§ 課題 1: 記録の中で「Query: dealership sign」がある行から始め、「[(394, 85), (422, 85), (422, 79), (420, 78), (394, 78)]」がある行で終えて、その範囲の各行を1つの文字列とするJSONリストに整形せよ。空行は入れない。

§ 提示本文:
++++++
「フラグメント」をめぐるノート、或いはさまざまな角度からの断片

     MOTアニュアル「フラグメント」展 配布テキストより

2014年 福田尚代


煙の骨  

2007-2014  

女性の名前が刻印された色鉛筆の芯の彫刻

 

大切な人が亡くなったとき、消えてゆく煙からさえ骨をとり出したいと思いました。この世界と私のなかに余すところなくひきとめたい、という欲望だったのかもしれません。気がつけば、過去の自分の作品(今はいない女性たちの名前を色鉛筆の表面に刻印したもの)を削り、芯だけにして、彫刻をはじめていました。色鉛筆の芯はひどくもろく、思い通りの形にはなりません。どれも途中で折れてしまい、やがてほとんどが粉となり、消えてゆきます。その連続で二年が過ぎた頃、ふと、姿はもう見えなくてもいい、と思いました。芯は粒子となり、身のまわりの空中を漂っています。ここにのこされているものはその手前、束の間だけむきだしに在る、わずかな物のありさまです。

 


翼あるもの『バートルビーと仲間たち』  

2013  

頁を折り込まれた書物

 

書物の頁をすべて折り込んだときに現れる偶然の一行は、いつも私には思いがけない言葉であり、選ぶことのできない外からの声です。今までは、物語の前後から切りはなされたこの一行によって、複数の〈翼あるもの〉が互いに会話を交わし、別の物語を見せてくれていました。でももう〈翼あるもの〉は会話をしていません。ひとりのこされたバートルビー、自分自身を含めたすべてを(つまり境界を)消してゆく者の独白なのです。

 


書物の魂:霧  

2003-2014  

ほぐされた本の栞(しおり)紐

 

読み終えた書物の背から栞の紐を切りとりはじめたのは十年以上前のこと。それらを指先でほぐしはじめたのが五年前。無数の紐はふわふわとした綿に変化して、その頃はまだ色ごとの山に分類されていました。二年前、見えなくなるまで繊維を細く分解し、互いを丹念に混ぜ続けていたら、とうとう色が見分けられなくなり、淡く輝く塊になりました。これらは物であり物でなく、存在すると同時に存在しません。雲や雪や霧として、言葉の粒子をこの世界へ濾過し、消えてゆきます。この空白は、死んだ後と生まれる前に皆がいる、均質な場所のようにも思えます。

 


残像:筏  

2010-2014  

原稿用紙に彫刻

 

どの作品も、最初は作品ではなく、私的な行為の結果として現れます。ある日、私は子供の頃に書いたすべての作文と詩と読書感想文の原稿用紙の文字を、どうしてもくり抜かずにはいられませんでした。写しをとらずに言葉を混ぜてしまったので、二度と読むことはできません。その後もあらたな原稿用紙を彫り続けていたら、罫線だけとなった紙の向こう側に、切りはなされた紙片が四角い雪のように降りしきっていました。
++++++
§ 課題 2: 提示本文のうち、「女性の名前が刻印された色鉛筆の芯の彫刻」の語句で始まり「翼あるもの『バートルビーと仲間たち』」の語句で終わる部分を、一字も変えずに抜き出せ。

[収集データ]
++++++
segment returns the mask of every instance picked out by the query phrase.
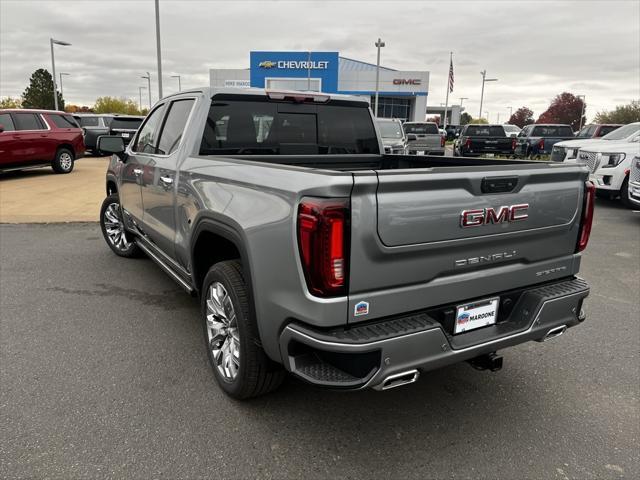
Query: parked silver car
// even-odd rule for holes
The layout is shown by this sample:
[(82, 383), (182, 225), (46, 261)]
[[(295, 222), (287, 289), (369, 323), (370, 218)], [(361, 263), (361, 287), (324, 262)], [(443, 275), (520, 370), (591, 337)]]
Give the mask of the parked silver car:
[(406, 122), (403, 128), (409, 155), (444, 155), (445, 137), (435, 123)]

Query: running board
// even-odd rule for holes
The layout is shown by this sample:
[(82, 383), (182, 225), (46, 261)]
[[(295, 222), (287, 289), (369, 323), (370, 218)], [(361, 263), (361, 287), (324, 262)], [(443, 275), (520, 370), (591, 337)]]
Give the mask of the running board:
[(136, 245), (138, 245), (138, 247), (140, 247), (140, 249), (146, 253), (149, 258), (151, 258), (151, 260), (153, 260), (154, 262), (156, 262), (156, 264), (162, 269), (164, 270), (164, 272), (169, 275), (171, 278), (173, 278), (178, 285), (180, 285), (182, 288), (184, 288), (187, 293), (193, 295), (195, 293), (195, 289), (189, 285), (186, 281), (184, 281), (182, 279), (182, 277), (180, 275), (178, 275), (169, 264), (167, 264), (164, 260), (162, 260), (162, 258), (160, 258), (156, 253), (154, 253), (153, 251), (151, 251), (151, 249), (149, 247), (147, 247), (142, 240), (140, 240), (139, 238), (136, 238)]

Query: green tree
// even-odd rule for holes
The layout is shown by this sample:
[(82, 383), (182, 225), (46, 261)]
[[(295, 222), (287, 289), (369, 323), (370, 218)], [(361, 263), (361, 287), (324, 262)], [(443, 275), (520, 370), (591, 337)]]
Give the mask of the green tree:
[(640, 101), (634, 100), (628, 105), (618, 105), (611, 112), (598, 112), (596, 123), (633, 123), (640, 122)]
[(578, 130), (580, 123), (584, 125), (586, 118), (580, 115), (584, 112), (585, 103), (581, 98), (569, 92), (563, 92), (556, 96), (549, 105), (549, 108), (540, 115), (536, 123), (564, 123), (571, 125), (571, 128)]
[(140, 115), (138, 104), (128, 98), (98, 97), (93, 107), (95, 113), (121, 113), (124, 115)]
[[(31, 75), (29, 86), (22, 94), (23, 108), (43, 108), (45, 110), (53, 110), (55, 103), (53, 101), (53, 77), (48, 70), (39, 68)], [(58, 95), (58, 108), (64, 110), (64, 99), (60, 92)]]
[(520, 107), (513, 112), (513, 115), (511, 115), (507, 123), (524, 128), (525, 125), (531, 125), (533, 122), (533, 110), (527, 107)]
[(460, 115), (460, 125), (466, 125), (467, 123), (471, 123), (471, 120), (473, 120), (473, 117), (469, 115), (467, 112), (462, 112), (462, 115)]
[(22, 100), (13, 97), (0, 99), (0, 108), (22, 108)]

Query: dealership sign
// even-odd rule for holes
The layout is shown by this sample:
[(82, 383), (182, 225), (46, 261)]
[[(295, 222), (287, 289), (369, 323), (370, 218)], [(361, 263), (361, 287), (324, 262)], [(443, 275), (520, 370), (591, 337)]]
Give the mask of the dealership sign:
[(260, 68), (282, 68), (293, 70), (326, 70), (329, 62), (326, 60), (264, 60), (258, 64)]
[(394, 85), (422, 85), (422, 79), (420, 78), (394, 78)]

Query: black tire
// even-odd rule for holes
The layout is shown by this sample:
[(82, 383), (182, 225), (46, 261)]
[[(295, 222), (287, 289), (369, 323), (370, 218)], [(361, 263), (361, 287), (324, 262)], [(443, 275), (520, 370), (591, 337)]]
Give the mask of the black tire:
[(629, 198), (629, 177), (626, 177), (624, 182), (622, 182), (622, 187), (620, 188), (620, 201), (627, 208), (635, 208)]
[[(220, 372), (209, 341), (207, 324), (207, 300), (210, 300), (210, 287), (220, 283), (226, 290), (235, 311), (235, 328), (239, 343), (239, 365), (233, 379), (225, 378)], [(281, 365), (273, 362), (264, 353), (260, 343), (260, 334), (249, 304), (247, 285), (242, 265), (237, 260), (216, 263), (209, 269), (202, 285), (201, 310), (204, 342), (209, 364), (220, 388), (236, 399), (247, 399), (264, 395), (277, 389), (285, 377)], [(219, 348), (222, 350), (222, 346)], [(220, 353), (221, 355), (222, 353)]]
[[(111, 251), (119, 257), (134, 258), (142, 256), (142, 250), (134, 242), (133, 234), (124, 229), (120, 197), (118, 197), (117, 193), (112, 193), (102, 202), (102, 207), (100, 207), (100, 229)], [(123, 241), (119, 240), (114, 233), (118, 229)]]
[(56, 173), (71, 173), (76, 157), (68, 148), (59, 148), (51, 162), (51, 168)]

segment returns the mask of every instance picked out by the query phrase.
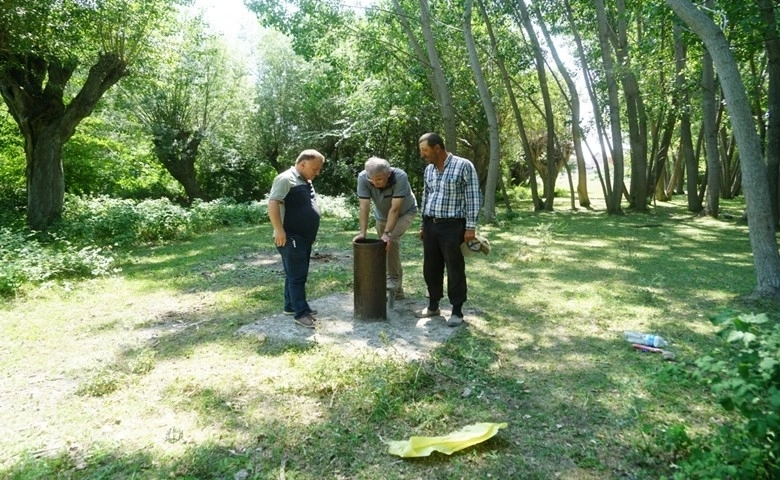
++++++
§ 完成解答 1:
[
  "Query: dealership sign",
  "// even-odd rule for holes",
  "The layout is shown by this sample:",
  "[(82, 383), (182, 225), (46, 261)]",
  "[[(295, 222), (287, 289), (369, 323), (370, 218)], [(361, 263), (361, 287), (324, 262)], [(443, 275), (520, 370), (591, 337)]]",
  "Give the mask of the dealership sign:",
  "[(260, 68), (282, 68), (293, 70), (326, 70), (329, 62), (326, 60), (264, 60), (258, 64)]",
  "[(394, 85), (422, 85), (422, 79), (420, 78), (394, 78)]"
]

§ 完成解答 2:
女性の名前が刻印された色鉛筆の芯の彫刻

 

大切な人が亡くなったとき、消えてゆく煙からさえ骨をとり出したいと思いました。この世界と私のなかに余すところなくひきとめたい、という欲望だったのかもしれません。気がつけば、過去の自分の作品(今はいない女性たちの名前を色鉛筆の表面に刻印したもの)を削り、芯だけにして、彫刻をはじめていました。色鉛筆の芯はひどくもろく、思い通りの形にはなりません。どれも途中で折れてしまい、やがてほとんどが粉となり、消えてゆきます。その連続で二年が過ぎた頃、ふと、姿はもう見えなくてもいい、と思いました。芯は粒子となり、身のまわりの空中を漂っています。ここにのこされているものはその手前、束の間だけむきだしに在る、わずかな物のありさまです。

 


翼あるもの『バートルビーと仲間たち』